INSTRUCTIONS:
• 1. In the passage on Popper and investing, what reason does Soros give for being rich?
• 2. Summarize the passage on Popper and investing in two sentences.
• 3. From the passage on Popper and investing, reproduce everything from "To summarize, we" down to "make particular predictions.".

By the same token, any theory that currently withstands empirical scrutiny can never ultimately proved. Popper’s incredulity is often cited as stating that there can never be progress in science. His theory absolutely allows for progress, it merely assumes that ultimate success is never possible, there will never be a theory that will end in ultimate knowledge of the physical world. In regards to investing, there has never been and will never be a theory that hasn’t been proven wrong. However, in investing, with so much outside of the control of the investor, we must insist that a certain type of failure can only prove it wrong.

For instance, if I were to invest in a stock that was priced at a substantial discount to

value and management was insidiously cooking the books, my theory did not fail, the company was dishonest. This type of failure is tantamount to a scientific experiment incorrectly measuring a theories predictions. Thus, in investing, a good working theory can only provide a probabilistic advantage over the general market, but not a guarantee as would be the case in science.

Another element of falsifiability involves necessitating a reliable explanatory mechanism behind making correct predictions. If I were to correctly predict the weather for the next year, I have merely happened upon chance, and however unlikely the outcome, there was no strategy that subserved my predictions. Mystics abound and their methods are unequivocally indescribable- a magician never reveals his trick. By the same token, their prophecies can never be tested because there is no fundamental method to their predictions. Many theories are sufficiently vague that any observable evidence will comport with their predictions. A fortune cookie tends to strike people with amazement, because after all, their predictions are sufficiently vague where almost everyone can relate. In the same way, academics and economists cloak their theories in uncertainty in an effort to immunize themselves from failure. This type of vacuous speculating has predominated economic theory post-2008, for obvious reasons.

To summarize, we can cleanly separate robust theory from speculation, borrowing from Popper’s standard of falsifiability. There are three primary tenants which all explanatory theories share in common.

 

1) They must be sufficiently specific and aim to make particular predictions.

2) They must contain a causal mechanism or explanatory measure that is consistent with incoming evidence.

3) They must be amenable to change in the case of contrary evidence.

 

If we apply this standard to investing, I think it would become clear that there are certain investing philosophies that are much more sound than others. More importantly, Popper’s theories can help us understand success due to good thinking from success due chiefly to luck. The importance of applying this framework to investing lies in constant self-evaluation and adjustment to the current prevailing mentalities. Great investors learn from their mistakes, as opposed to justifying them, and seek to rectify their flawed thinking. Soros concedes, “I’m only rich because I know when I’m wrong”.

Soros recognized the importance of building a robust philosophy as a scaffolding for his future investments that is amenable to contrary evidence. In the vein of Popper’s deep incredulity, he posited both the theory of reflexivity and fallibility. His theory of fallibility is obvious- we are imperfect thinkers and therefore will make imperfect decisions. The world is complicated beyond our abilities to comprehend it. The colorful analogies we concoct in our heads, tasked with mirroring the world, are mired with imperfections that further distance us from perfect understanding. For this reason, the idea that we harbor perfect information is not more than a comforting illusion, drawing from Popper’s deep skepticism. The principle of reflexivity directly follows that the prevailing investment theories, which are inherently imperfect for the reasons mentioned above, have a profound and distorting influence on the market.

PROVIDED INFORMATION:
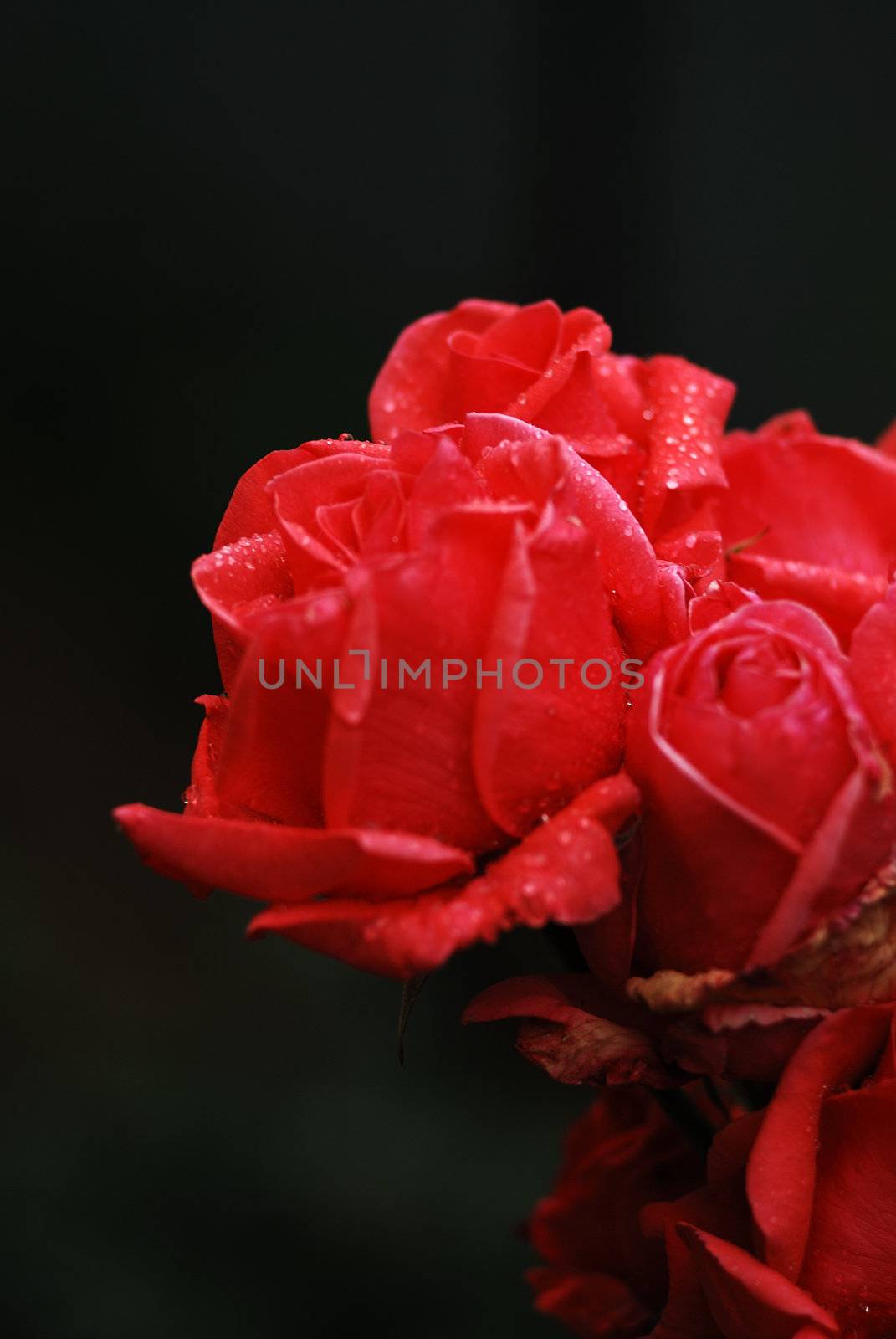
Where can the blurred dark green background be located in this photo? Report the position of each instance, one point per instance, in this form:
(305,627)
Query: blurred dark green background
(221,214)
* * *
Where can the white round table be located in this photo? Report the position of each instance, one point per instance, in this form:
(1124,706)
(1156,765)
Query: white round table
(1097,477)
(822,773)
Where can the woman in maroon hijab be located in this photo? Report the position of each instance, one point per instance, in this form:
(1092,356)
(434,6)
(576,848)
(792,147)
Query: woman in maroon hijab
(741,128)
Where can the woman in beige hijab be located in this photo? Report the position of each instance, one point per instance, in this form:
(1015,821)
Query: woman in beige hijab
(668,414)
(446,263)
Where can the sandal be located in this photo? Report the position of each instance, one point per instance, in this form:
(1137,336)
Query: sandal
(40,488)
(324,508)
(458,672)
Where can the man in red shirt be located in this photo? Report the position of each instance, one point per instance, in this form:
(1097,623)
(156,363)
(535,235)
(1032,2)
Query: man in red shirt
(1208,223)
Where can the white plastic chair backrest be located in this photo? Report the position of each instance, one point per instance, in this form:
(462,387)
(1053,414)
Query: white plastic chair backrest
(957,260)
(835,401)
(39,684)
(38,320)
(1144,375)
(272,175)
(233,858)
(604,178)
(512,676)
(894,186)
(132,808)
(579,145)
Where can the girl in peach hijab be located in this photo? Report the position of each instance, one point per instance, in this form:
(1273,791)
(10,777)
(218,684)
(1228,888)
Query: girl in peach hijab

TASK-BY-TASK SOLUTIONS:
• 1. He says he is only rich because he knows when he is wrong.

• 2. Borrowing Popper's standard of falsifiability, the passage holds that robust theories make specific predictions, contain a causal mechanism consistent with evidence, and change in the face of contrary evidence, while vague theories that any evidence will fit amount to speculation. Applied to investing, this standard helps separate success due to good thinking from success due to luck, as shown by Soros, who built his philosophy on the theories of fallibility and reflexivity.

• 3.
To summarize, we can cleanly separate robust theory from speculation, borrowing from Popper’s standard of falsifiability. There are three primary tenants which all explanatory theories share in common.

 

1) They must be sufficiently specific and aim to make particular predictions.